───── ПРЕДЛОЖЕННЫЙ ФРАГМЕНТ

В этом поле заметную роль играет сектор позитивной оценки. Он составляет ядро АП, широка палитра т. н. телесной эмотивно-сти, связанной с интенсивным акцентированием вкусовой и зрительной модальностей восприятия. Эти наблюдения соотносятся с результатами рецептивного эксперимента, в котором интенсивность эмотивного сектора семантики у женщин колеблется по шкалам от +2,63 до +2, у мужчин от +1,23 до +2,15.

──────────
───── СОБРАННЫЕ ДАННЫЕ

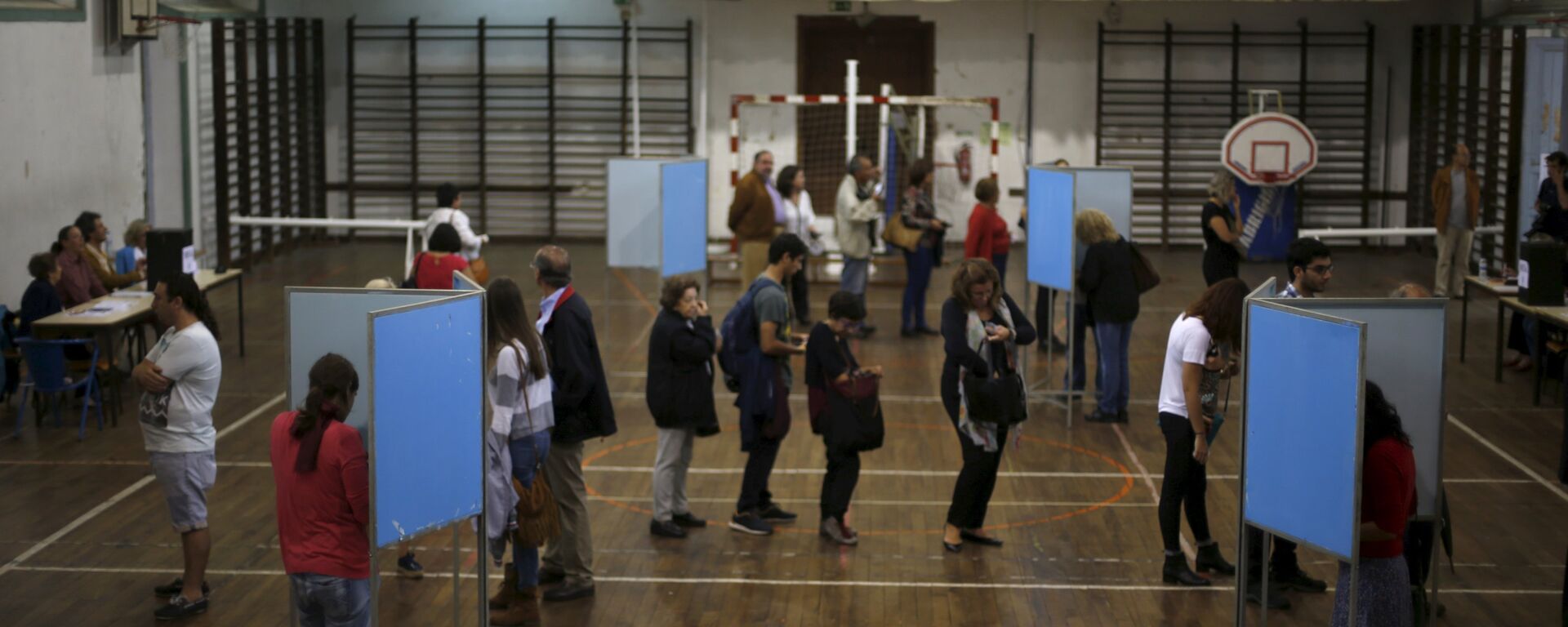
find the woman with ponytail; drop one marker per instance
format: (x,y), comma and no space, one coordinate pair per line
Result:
(323,499)
(523,414)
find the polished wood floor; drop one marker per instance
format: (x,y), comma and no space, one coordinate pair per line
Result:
(83,536)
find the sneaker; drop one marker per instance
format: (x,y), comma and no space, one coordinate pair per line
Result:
(666,529)
(176,588)
(688,521)
(408,568)
(772,513)
(180,607)
(748,522)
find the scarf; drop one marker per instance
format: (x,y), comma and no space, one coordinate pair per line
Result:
(311,441)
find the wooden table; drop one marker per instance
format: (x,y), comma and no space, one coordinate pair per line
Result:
(1493,287)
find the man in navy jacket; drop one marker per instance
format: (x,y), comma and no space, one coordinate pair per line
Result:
(582,411)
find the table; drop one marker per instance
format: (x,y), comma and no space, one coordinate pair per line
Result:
(1494,287)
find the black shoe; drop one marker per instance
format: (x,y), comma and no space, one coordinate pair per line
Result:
(686,519)
(176,587)
(1178,572)
(1209,560)
(976,538)
(751,524)
(179,607)
(666,529)
(1297,580)
(569,591)
(1276,599)
(772,513)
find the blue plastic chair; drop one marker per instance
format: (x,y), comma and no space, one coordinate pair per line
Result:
(46,373)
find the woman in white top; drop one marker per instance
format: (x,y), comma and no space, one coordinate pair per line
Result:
(519,438)
(449,199)
(799,220)
(1187,410)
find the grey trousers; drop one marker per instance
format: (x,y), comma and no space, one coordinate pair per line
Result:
(670,466)
(572,550)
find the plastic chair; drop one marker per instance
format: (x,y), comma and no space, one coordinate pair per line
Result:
(46,373)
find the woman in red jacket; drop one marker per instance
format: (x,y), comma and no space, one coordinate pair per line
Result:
(1388,500)
(988,237)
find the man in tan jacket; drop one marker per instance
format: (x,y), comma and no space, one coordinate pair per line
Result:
(1455,220)
(755,216)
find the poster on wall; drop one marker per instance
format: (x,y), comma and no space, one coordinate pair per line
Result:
(1267,220)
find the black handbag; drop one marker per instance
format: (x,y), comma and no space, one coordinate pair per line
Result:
(998,397)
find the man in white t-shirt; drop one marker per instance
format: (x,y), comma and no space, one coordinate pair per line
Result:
(179,381)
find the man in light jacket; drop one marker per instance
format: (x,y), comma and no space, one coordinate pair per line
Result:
(1455,220)
(858,207)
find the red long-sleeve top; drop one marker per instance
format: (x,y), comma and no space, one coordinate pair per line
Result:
(1388,494)
(987,235)
(322,514)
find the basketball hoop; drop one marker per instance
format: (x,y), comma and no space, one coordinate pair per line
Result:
(1269,148)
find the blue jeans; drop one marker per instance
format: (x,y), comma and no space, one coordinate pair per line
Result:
(920,265)
(323,601)
(1111,345)
(526,453)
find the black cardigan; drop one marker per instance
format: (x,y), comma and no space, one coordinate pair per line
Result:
(582,395)
(681,372)
(1109,282)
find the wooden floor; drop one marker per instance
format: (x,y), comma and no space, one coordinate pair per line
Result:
(85,535)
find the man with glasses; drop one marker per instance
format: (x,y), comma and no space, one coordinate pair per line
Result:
(1310,267)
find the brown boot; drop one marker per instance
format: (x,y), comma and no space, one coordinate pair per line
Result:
(509,588)
(524,610)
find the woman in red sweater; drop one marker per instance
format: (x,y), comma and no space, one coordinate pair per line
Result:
(1388,500)
(323,500)
(988,237)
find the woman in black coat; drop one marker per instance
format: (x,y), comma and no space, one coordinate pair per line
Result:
(681,397)
(976,320)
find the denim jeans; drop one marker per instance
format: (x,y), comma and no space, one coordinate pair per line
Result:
(323,601)
(920,265)
(526,453)
(1111,345)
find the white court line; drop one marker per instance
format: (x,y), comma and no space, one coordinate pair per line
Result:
(1509,458)
(121,496)
(1186,546)
(782,582)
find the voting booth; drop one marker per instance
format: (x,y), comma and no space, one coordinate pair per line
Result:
(421,408)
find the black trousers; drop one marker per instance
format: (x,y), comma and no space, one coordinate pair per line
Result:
(1186,485)
(978,478)
(755,483)
(838,485)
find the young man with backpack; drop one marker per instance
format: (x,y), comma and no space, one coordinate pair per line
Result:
(758,347)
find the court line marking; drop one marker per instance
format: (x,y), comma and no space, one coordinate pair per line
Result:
(1509,458)
(121,496)
(783,582)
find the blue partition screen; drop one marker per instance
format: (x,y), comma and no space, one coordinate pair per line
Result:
(684,199)
(1051,228)
(429,394)
(1303,455)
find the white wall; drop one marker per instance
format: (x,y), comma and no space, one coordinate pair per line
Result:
(71,136)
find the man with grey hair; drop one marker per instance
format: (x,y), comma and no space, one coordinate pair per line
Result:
(582,412)
(858,206)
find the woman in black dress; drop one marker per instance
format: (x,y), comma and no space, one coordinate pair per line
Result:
(1222,256)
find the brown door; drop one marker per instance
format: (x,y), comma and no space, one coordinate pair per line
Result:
(898,51)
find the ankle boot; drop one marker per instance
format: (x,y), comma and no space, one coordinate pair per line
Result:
(509,588)
(524,610)
(1209,560)
(1178,572)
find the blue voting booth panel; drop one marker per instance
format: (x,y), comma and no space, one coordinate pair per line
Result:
(684,199)
(1303,455)
(427,412)
(1049,243)
(323,322)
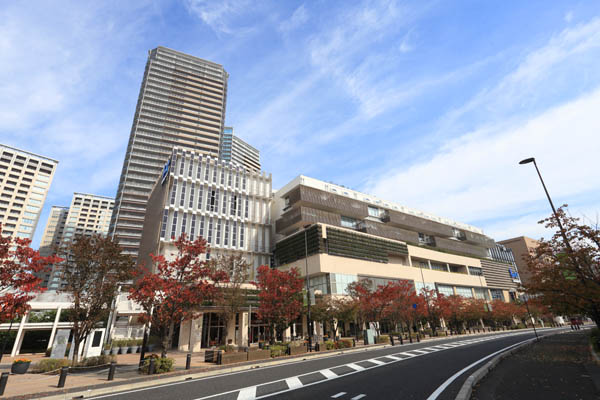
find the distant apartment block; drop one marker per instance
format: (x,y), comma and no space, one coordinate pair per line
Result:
(220,201)
(24,182)
(234,149)
(521,247)
(88,214)
(181,103)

──────────

→ ЗАДАНИЯ:
a – Перепишите часть фрагмента, начиная с «В этом поле» и заканчивая «от +1,23 до +2,15.», и замените в ней «ядро» на «основу».
b – Ответьте по фрагменту на три вопроса:
(i) Какой сектор играет заметную роль в этом поле?
(ii) С интенсивным акцентированием каких модальностей восприятия связана телесная эмотивность?
(iii) В каких пределах колеблется интенсивность эмотивного сектора семантики у мужчин?
Материал стоит отдельно и с фрагментом не связан.

→ ОТВЕТЫ К ЗАДАНИЯМ:
a –
В этом поле заметную роль играет сектор позитивной оценки. Он составляет основу АП, широка палитра т. н. телесной эмотивно-сти, связанной с интенсивным акцентированием вкусовой и зрительной модальностей восприятия. Эти наблюдения соотносятся с результатами рецептивного эксперимента, в котором интенсивность эмотивного сектора семантики у женщин колеблется по шкалам от +2,63 до +2, у мужчин от +1,23 до +2,15.

b –
(i) Сектор позитивной оценки.
(ii) Вкусовой и зрительной.
(iii) От +1,23 до +2,15.